Sounds like this is a big ADVERTISMENT aimed at those who fear accidentally reaching for a cup of rocket fuel instead of their cup of coffee (and who likely sniff some propellants, too).
Gotta educate those we can and vote the rest of those “Green is cool” ignoramuses out of office.
jorgekafkazar says:
May 8, 2013 at 5:45 am
Good one! Certainly that would be a prime concern. …erk!
No! The only true green method is to use giant elastic bands tensioned by hand driven cranks.
“So what is the chemical structure of this mono-propellant … ?” [Michael Hart, 5/8/13 at 0855]
LOL. It’s: C-something-something=O-H=N-O
My friend George Herbert put his tongue firmly in cheek when he invented PolyAcetylOzone, or HOOOCCH, a few years back. Caution: very nerdy humor follows:
http://www.retro.com/hooocch/acezone.html
@ur momisugly Doug Jones (re: 5/8/13 at 5:27PM) Ha, ha ha, ha, haaaaaaaaaaa! Thanks for sharing. Nerds are cool. So, how many cases of HOOOCCH did you sell? LOL
@John West.
Thanks for the info. Now clear and would seem to be better.
TomB says, “Uh, aren’t all descent phase burns done outside of Earth’s atmosphere?”
Currently, yes that is the case. However, many companies are working on vertical landing rockets and capsules. These will require some form of rocket propulsion in the atmosphere and most importantly at ground level. Using hydrazine in these applications is dangerous and potentially fatal to those involved. Any improvement in fuel toxicity reduction would result in substantial saving through reduced handling costs. Any improvement in energy density would result in more compact and lighter fuel storage tanks and rockets.
Extremely small amounts of hydrazine can be fatal. If you will recall, even the Space Shuttle with its hydrazine reaction control system needed to be “safed” prior to the astronauts exiting the spacecraft. BTW, safing hydrazine involves washing contaminated surfaces with ammonia (if I remember correctly). Hydrazine is so toxic, if you can smell it, you have already been exposed to a fatal dose. (In previous training, I was informed that hydrazine smells like ammonia. When asked how the trainer knew that, he replied, “That’s what’s been reported by folks who carelessly handled the stuff, just before they died.”)

**EXTRACTED INFORMATION:**
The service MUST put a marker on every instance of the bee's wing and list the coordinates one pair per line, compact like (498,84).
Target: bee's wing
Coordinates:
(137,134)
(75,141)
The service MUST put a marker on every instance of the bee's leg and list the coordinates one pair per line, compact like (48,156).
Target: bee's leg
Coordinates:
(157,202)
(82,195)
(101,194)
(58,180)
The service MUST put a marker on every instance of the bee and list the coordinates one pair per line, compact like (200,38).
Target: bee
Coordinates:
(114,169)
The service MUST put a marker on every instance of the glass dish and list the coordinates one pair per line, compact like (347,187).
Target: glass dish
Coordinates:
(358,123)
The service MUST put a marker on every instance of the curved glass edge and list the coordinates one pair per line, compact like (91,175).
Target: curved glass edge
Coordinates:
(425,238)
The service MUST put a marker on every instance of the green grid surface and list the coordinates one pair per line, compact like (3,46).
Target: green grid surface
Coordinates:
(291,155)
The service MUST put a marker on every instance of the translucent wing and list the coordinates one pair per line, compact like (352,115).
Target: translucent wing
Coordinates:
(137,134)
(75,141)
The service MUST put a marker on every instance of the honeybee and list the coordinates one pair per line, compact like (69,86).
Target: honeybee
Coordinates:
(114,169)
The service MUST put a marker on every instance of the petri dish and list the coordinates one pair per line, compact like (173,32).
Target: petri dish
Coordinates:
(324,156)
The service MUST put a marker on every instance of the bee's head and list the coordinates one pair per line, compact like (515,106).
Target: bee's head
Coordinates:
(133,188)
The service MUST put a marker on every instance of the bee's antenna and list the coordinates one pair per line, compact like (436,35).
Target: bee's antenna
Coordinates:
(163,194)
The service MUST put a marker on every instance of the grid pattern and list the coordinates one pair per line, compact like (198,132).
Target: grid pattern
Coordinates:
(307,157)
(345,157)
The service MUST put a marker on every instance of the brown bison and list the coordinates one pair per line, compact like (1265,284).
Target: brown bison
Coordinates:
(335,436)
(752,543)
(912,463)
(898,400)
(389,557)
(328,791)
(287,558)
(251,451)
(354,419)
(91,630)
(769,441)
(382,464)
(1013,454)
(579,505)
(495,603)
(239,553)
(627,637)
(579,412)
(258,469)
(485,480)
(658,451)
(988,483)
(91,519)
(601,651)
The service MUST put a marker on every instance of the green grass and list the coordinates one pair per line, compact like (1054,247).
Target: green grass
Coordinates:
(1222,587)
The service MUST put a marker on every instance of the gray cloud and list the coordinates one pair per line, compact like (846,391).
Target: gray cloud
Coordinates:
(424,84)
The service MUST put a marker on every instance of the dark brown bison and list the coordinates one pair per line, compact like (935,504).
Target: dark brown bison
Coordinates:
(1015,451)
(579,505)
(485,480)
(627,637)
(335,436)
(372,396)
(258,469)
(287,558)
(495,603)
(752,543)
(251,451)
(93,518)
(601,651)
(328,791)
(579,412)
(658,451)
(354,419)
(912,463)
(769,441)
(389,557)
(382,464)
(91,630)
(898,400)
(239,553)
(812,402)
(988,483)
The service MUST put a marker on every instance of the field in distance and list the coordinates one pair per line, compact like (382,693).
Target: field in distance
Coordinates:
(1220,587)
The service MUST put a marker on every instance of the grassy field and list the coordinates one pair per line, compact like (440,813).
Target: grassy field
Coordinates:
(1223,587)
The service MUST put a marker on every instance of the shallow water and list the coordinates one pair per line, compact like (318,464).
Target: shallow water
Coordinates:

**REQUIREMENT 1:**
Say whether each statement below agrees with the forum thread. Answer yes or no, and quote the words from the thread that decide it.
(a) Descent phase burns are currently done outside Earth's atmosphere.
(b) Safing hydrazine involves washing contaminated surfaces with bleach.
(c) Doug Jones invented PolyAcetylOzone.
**REQUIREMENT 2:** Rewrite the paragraph of the forum thread that begins "Currently, yes that is the case." as a short bulleted list that keeps its main facts.
**REQUIREMENT 3:**
Answer these questions using the forum thread:
(a) What chemical formula is given for PolyAcetylOzone?
(b) What does one comment call "the only true green method"?
(c) According to the trainer, what does hydrazine smell like?

**WRITTEN SOLUTION 1:**
(a) Yes: "Currently, yes that is the case."
(b) No: "safing hydrazine involves washing contaminated surfaces with ammonia (if I remember correctly)"
(c) No: "My friend George Herbert put his tongue firmly in cheek when he invented PolyAcetylOzone"

**WRITTEN SOLUTION 2:**
- Descent phase burns currently happen outside Earth's atmosphere.
- Many companies are working on vertical landing rockets and capsules.
- These vehicles will need rocket propulsion in the atmosphere and at ground level.
- Using hydrazine in these applications is dangerous and potentially fatal.
- Less toxic fuel would mean substantial savings through lower handling costs.
- Fuel with higher energy density would allow more compact, lighter tanks and rockets.

**WRITTEN SOLUTION 3:**
(a) HOOOCCH.
(b) Using giant elastic bands tensioned by hand driven cranks.
(c) Ammonia.